TASKS TO COMPLETE
• A. Answer these questions about the Q. acutissima genome passage, marking each answer (i), (ii), (iii) on its own line.
(i) How many protein-coding genes were identified?
(ii) At what time was the divergence between Q. variabilis and Q. acutissima estimated?
(iii) What heterozygous rate is given for Q. acutissima?
• B. Echo the part of the Q. acutissima genome passage that opens with the words containing "A total of 29,889" and closes with "annotated (Table S7).", copying it word for word.

A total of 29,889 protein-coding genes were identified, their average lengths and coding sequences were 4,476.10 and 1,247.79 bp, respectively (Table 1). Based on the comparison between predicted gene sets with the annotation databases, a total of 24,689 (82.6%) genes were functionally annotated (Table S7).
Gene family and phylogenetic relationships
To assess the palaeohistory of Q. acutissima, we performed comparative genomic analyses incorporating Q. acutissima along with 16 other genomes and one outgroup (V. vinifera) (Figure 2). Out of the 28,312 gene families, only 10 were found to be unique to the Q. acutissima genome, and fewer than 60 gene families were unique to other Quercus (Table S8). Construction of the phylogenetic tree confirmed the evolutionary relationship within Quercus, and the divergence between Q. variabilis and Q. acutissima was estimated at 3.6 MYA (Figure 2). Expanded gene families provide the raw material for adaptation and trait evolution. We then examined the rates and direction of change in gene family size among taxa using CAFE (Han et al., 2013). The results showed that Q. acutissima exhibited larger numbers of contracted gene families (2,390) than expanded (3,897) (Table S9, Figure 2). These expanded families are mainly related to ion transport, such as ion transport, ion transmembrane transport, inorganic ion transmembrane transport (Table S10), while the contracted gene families were mainly enriched to glycosinolate biosynthetic process, sesquiterpene metabolic and biosynthetic process, monoterpenoid metabolic and biosynthetic process (Table S11).
Figure 2
Whole-genome duplication and synteny analysis
Whole genome duplication (WGD) events are widespread and play a vital role in plant genome adaptation and evolution (Xue et al., 2020), and are an important source of gene family expansion. After multiple sequence alignment of sequences in synteny blocks within Q. acutissima and other species, the synteny analysis showed that Q. acutissima had a 1:1 syntenic relationship with other Fagaceae, and there was little rearrangement of chromosomes, which indicated that the evolution of Fagaceae was very conserved and no independent WGD events occurred in Q. acutissima (Figure 3, Figures S4-S11).
Figure 3
Discussion
Q. acutissima, Fagaceae, is an economically and ecologically important tree species with wide distribution in China (Li et al., 2018; Zhang et al., 2020). Here, we generated a Q. acutissima genome at the chromosome-level. The assembled genome size is approximately 956.9 Mb, which is larger than the genome we assessed using the K-mer method, this may be due to the presence of chimerism in our assembly. The development of PacBio sequencing has resulted in a considerable increase in contig N50 sizes compared to previous sequencing technologies (Wei et al., 2020). The assemble length of contig N50 sizes can represent the genome assembling quality (Yang et al., 2021), consequently, our genome has high assembly contiguity. High heterozygosity and repetition rates are responsible for the inability to assemble high-quality genomes (Gao et al., 2020; Wang et al., 2021). Q. acutissima heterozygous rate was 2.77%, which is higher than that of Q. lobata (1.25%) (Sork et al., 2016) and Q. suber (1.62%) (Ramos et al., 2018). It is worth noting that 98% of complete BUSCO core genes were detected in the assembled genome, which is higher than that of Q. lobata (94%) (Sork et al., 2016) and comparable to Q. suber genome (97%) (Ramos et al., 2018). In summary, Q. acutissima assembly is relatively accurate and complete, which will provide a valuable genome resource for understanding the species evolution and enhance its genetic improvement.

Saved entries
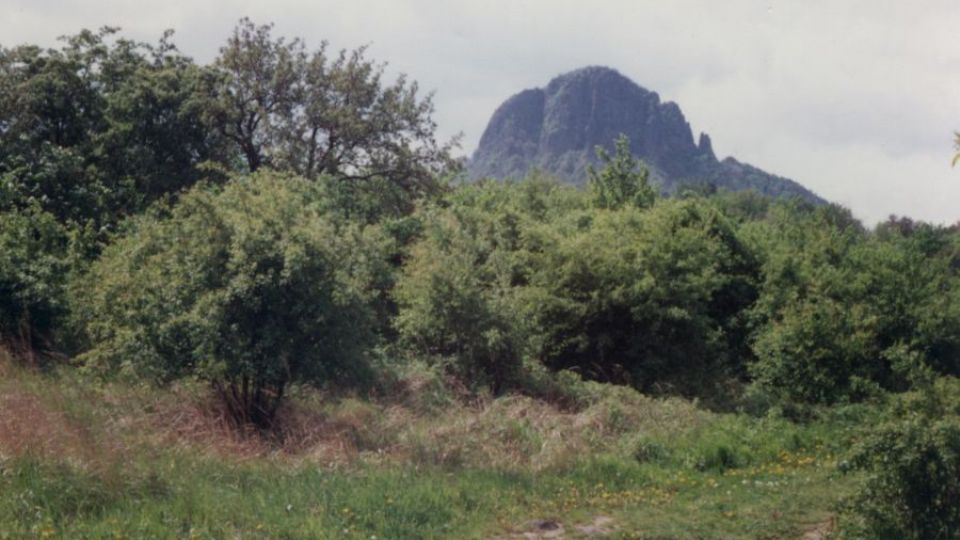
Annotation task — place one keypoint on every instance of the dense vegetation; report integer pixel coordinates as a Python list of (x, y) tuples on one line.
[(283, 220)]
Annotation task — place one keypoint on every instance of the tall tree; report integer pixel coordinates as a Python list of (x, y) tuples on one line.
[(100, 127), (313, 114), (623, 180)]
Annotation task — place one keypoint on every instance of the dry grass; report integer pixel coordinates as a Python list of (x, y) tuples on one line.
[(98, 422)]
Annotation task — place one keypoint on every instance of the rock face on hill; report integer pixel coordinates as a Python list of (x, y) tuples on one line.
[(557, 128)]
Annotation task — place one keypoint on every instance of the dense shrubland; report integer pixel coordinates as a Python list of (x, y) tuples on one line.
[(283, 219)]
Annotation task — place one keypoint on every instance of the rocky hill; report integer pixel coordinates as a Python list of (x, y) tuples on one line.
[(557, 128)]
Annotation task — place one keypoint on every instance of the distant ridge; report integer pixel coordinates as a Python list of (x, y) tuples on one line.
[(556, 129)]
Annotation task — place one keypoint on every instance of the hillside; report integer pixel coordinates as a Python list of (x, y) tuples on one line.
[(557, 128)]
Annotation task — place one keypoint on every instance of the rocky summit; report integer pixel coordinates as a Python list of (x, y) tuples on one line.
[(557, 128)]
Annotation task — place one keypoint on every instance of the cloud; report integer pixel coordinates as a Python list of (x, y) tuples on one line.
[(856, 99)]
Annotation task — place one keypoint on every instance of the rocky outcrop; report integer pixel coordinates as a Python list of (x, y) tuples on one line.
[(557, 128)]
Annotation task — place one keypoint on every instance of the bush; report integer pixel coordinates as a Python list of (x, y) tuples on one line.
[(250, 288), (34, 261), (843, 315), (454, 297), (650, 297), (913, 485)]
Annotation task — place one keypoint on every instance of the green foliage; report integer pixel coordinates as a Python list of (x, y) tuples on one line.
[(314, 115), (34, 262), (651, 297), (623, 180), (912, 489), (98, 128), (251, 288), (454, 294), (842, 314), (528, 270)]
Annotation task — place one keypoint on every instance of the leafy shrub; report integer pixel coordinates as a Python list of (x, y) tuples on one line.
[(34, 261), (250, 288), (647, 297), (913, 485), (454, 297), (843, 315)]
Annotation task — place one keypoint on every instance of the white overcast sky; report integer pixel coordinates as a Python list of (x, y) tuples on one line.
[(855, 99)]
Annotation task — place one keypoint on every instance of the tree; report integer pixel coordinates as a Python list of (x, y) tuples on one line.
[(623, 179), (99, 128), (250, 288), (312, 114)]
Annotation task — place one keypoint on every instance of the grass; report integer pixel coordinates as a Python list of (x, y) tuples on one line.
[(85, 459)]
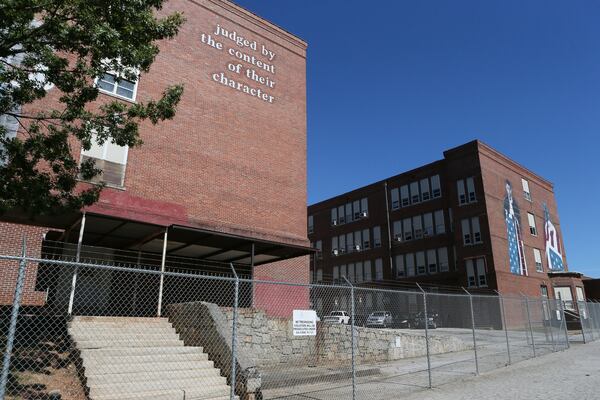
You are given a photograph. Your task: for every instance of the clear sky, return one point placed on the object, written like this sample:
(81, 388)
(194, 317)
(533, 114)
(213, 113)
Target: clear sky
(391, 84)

ACTIVITY ANSWERS
• A.
(i) 29,889
(ii) 3.6 MYA
(iii) 2.77%

• B.
A total of 29,889 protein-coding genes were identified, their average lengths and coding sequences were 4,476.10 and 1,247.79 bp, respectively (Table 1). Based on the comparison between predicted gene sets with the annotation databases, a total of 24,689 (82.6%) genes were functionally annotated (Table S7).